§ **Instructions for the task**
Write out the full set of records below exactly.
***
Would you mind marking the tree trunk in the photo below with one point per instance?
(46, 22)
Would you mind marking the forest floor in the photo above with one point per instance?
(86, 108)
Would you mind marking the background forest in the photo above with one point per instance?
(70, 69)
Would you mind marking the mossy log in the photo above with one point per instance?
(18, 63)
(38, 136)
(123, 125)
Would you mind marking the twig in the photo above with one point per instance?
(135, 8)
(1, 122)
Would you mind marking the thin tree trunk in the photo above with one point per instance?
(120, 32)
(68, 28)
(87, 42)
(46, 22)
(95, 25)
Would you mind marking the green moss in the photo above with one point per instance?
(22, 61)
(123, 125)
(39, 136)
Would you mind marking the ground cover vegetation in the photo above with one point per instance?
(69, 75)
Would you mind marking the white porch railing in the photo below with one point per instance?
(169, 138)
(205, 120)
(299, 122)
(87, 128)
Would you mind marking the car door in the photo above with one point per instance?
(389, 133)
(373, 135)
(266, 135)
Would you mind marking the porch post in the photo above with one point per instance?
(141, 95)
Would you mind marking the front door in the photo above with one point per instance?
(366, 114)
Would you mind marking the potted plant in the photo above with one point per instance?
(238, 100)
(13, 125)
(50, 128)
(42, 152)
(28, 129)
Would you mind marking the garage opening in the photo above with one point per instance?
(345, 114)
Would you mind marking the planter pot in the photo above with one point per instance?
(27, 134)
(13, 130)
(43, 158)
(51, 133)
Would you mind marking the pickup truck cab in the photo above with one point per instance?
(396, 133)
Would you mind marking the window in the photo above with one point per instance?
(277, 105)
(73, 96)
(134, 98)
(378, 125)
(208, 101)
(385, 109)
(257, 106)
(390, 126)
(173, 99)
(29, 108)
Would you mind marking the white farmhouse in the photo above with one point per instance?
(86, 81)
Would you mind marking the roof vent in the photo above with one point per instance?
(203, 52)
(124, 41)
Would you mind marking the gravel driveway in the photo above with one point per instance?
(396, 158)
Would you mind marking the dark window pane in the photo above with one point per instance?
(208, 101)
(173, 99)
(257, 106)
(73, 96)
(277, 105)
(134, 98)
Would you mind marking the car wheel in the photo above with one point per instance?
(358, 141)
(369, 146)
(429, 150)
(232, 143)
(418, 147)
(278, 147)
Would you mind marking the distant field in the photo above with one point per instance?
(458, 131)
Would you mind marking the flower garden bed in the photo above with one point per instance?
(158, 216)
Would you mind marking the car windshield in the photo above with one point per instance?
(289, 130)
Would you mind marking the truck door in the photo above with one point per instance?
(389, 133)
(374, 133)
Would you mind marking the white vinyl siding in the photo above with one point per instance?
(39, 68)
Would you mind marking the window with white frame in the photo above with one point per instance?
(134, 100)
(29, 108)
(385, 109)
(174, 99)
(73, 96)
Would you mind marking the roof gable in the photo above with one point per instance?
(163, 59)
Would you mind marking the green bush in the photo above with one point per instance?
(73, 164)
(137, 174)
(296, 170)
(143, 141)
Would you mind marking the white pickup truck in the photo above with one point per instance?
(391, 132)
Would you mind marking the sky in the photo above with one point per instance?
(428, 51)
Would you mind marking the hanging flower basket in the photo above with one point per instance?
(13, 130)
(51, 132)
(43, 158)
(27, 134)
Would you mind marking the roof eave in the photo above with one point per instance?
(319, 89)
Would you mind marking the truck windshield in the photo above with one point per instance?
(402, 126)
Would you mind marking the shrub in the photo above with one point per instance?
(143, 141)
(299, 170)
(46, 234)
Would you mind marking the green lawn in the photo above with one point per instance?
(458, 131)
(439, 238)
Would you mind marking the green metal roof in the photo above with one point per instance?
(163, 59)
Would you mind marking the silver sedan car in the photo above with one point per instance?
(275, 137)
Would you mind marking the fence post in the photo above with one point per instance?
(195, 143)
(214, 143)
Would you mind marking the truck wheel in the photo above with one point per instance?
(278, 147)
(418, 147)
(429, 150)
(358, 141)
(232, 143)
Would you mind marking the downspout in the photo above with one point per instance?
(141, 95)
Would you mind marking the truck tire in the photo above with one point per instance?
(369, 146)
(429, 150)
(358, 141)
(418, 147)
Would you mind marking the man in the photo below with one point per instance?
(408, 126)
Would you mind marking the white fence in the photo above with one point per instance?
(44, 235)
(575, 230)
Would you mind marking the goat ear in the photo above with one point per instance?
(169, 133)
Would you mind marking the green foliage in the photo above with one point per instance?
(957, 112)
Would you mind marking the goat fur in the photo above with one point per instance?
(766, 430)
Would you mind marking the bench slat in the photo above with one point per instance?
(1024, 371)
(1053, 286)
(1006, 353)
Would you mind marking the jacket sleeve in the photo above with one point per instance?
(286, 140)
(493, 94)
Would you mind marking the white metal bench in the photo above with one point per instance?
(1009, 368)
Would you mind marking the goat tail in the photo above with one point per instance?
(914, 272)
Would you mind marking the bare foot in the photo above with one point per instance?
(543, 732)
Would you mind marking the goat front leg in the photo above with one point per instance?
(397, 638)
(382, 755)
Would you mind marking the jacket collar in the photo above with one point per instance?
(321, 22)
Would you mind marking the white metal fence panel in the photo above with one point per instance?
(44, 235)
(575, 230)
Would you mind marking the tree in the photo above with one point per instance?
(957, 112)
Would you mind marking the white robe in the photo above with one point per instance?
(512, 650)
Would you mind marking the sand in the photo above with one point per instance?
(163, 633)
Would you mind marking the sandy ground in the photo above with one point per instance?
***
§ **Answer to the problem**
Would you mind marking the tree trunk in the photo below with one point per instance?
(46, 22)
Would you mind marking the forest floor in the photo above with one point per instance?
(86, 108)
Would you mind marking the background forest in the photo above with one point per instance?
(70, 69)
Would you mind marking the mossy log in the photo above with one point per instance?
(18, 63)
(38, 136)
(123, 125)
Would you mind marking the twig in the photo above with one point per instance?
(135, 8)
(1, 122)
Would you mind marking the thin tree trunk in the photo above with one point per instance?
(120, 32)
(68, 28)
(87, 42)
(46, 22)
(95, 25)
Would you mind marking the green moss in the photo above with one point per instance?
(22, 61)
(123, 125)
(39, 136)
Would you mind marking the ground cover vegetation in the photo above with one point per instance?
(69, 75)
Would you mind marking the white porch railing in the photo below with one point per instance?
(169, 138)
(205, 120)
(299, 122)
(87, 128)
Would you mind marking the car door in the photo above with one point per instance?
(389, 133)
(373, 135)
(266, 135)
Would you mind marking the porch post in the photo above with one point per instance?
(141, 95)
Would you mind marking the front door in the photo above with one point per instance?
(366, 114)
Would you mind marking the potted plant in the photo above with one point per instance?
(238, 100)
(13, 125)
(50, 128)
(42, 152)
(28, 129)
Would you mind marking the garage opening in the photo above with one point per instance?
(345, 114)
Would you mind marking the planter pot in the photo above with one point per instance?
(27, 134)
(13, 130)
(43, 158)
(51, 133)
Would you mind marking the pickup truck cab in the photo above with one point per instance?
(396, 133)
Would you mind marking the window in the photo above with one point per instance?
(277, 105)
(73, 96)
(134, 98)
(378, 125)
(208, 101)
(385, 109)
(257, 106)
(390, 126)
(173, 99)
(29, 108)
Would you mind marking the white farmhouse in the photo above with one point per instance?
(86, 81)
Would you mind marking the roof vent in the photo above with one point per instance?
(203, 52)
(124, 41)
Would you mind marking the gravel driveway in the photo above with one point per instance?
(396, 158)
Would you mind marking the dark window pane in the photo above with one point per instance?
(208, 101)
(173, 99)
(257, 106)
(73, 96)
(277, 105)
(134, 98)
Would you mind marking the car wheel in the photo above with one point per instance?
(358, 141)
(369, 146)
(429, 150)
(232, 143)
(418, 147)
(278, 147)
Would you mind marking the distant field in the photo above with one point per instance?
(458, 131)
Would you mind marking the flower garden bed in the photo above with one point per instance?
(158, 216)
Would you mind marking the car windshield in the photo above with one point per instance?
(289, 130)
Would you mind marking the truck door in the photo above with one point per instance?
(389, 133)
(374, 133)
Would you mind marking the white vinyl siding in the photo above with one point per instance?
(39, 68)
Would you mind marking the window with white frame in the photo above with one point per instance?
(134, 100)
(29, 108)
(385, 109)
(174, 99)
(73, 96)
Would you mind marking the roof gable in the photo above with one point per instance?
(163, 59)
Would you mind marking the green bush in the photo above with one point per instance?
(73, 164)
(137, 174)
(296, 170)
(143, 141)
Would you mind marking the white pickup truck in the photo above with one point per instance?
(391, 132)
Would you mind marking the sky in the photo above with one point per instance?
(428, 51)
Would you mind marking the hanging flower basket in the photo above with one point per instance?
(13, 130)
(51, 132)
(43, 158)
(27, 134)
Would you mind marking the roof eave in the photo above with one point per instance?
(319, 89)
Would you mind marking the truck windshield in the photo above with one point per instance?
(402, 126)
Would you mind marking the shrub in the photo above with one point per instance?
(143, 141)
(299, 170)
(46, 234)
Would you mind marking the green lawn in the photo above with one point per instance?
(458, 131)
(439, 238)
Would you mind marking the green metal roof in the photo above with one point per instance?
(163, 59)
Would you mind marking the silver sedan car in the photo above with one point per instance?
(275, 137)
Would you mind marking the fence post in the photo above with one point per instance?
(195, 143)
(214, 143)
Would you mind marking the truck wheel in the photo above with one point per instance?
(278, 147)
(418, 147)
(429, 150)
(358, 141)
(232, 143)
Would you mind marking the downspout in the photo above with one point per instance?
(141, 95)
Would you mind marking the truck tire in the photo above with one point per instance?
(369, 146)
(429, 150)
(358, 141)
(418, 147)
Would you mind marking the man in the photo below with one point per instance?
(408, 126)
Would you mind marking the white fence in the photo above with one point per instance?
(44, 235)
(575, 230)
Would you mind marking the goat ear in the photo above with one point per instance?
(169, 133)
Would you mind marking the green foliage in the photo above with one point per instance?
(957, 112)
Would you mind marking the goat fur in the photo above with one point per instance?
(766, 430)
Would you mind marking the bench slat in the photo above with one point per instance?
(1024, 371)
(1053, 286)
(1006, 353)
Would you mind marking the jacket sleeve in the photo above with one point per instance?
(286, 140)
(493, 94)
Would you mind marking the white metal bench in the photo above with one point per instance?
(1009, 368)
Would you mind marking the goat tail in the photo above with one point per instance?
(914, 272)
Would you mind marking the bare foot in the photo above with one point per instance?
(543, 732)
Would you mind marking the goat front leg in the photo above with one point per instance?
(397, 638)
(382, 755)
Would you mind marking the jacket collar in the photo above with one point per instance?
(321, 22)
Would you mind marking the white metal fence panel in the photo above with one point per instance?
(44, 235)
(575, 230)
Would you mind marking the tree in the photo above with one point per instance?
(957, 112)
Would you mind marking the white robe in the photo above with one point per instance?
(512, 650)
Would you mind marking the sand in the photo above with one point per instance?
(163, 633)
Would you mind marking the sandy ground in the photo above with one point per instance?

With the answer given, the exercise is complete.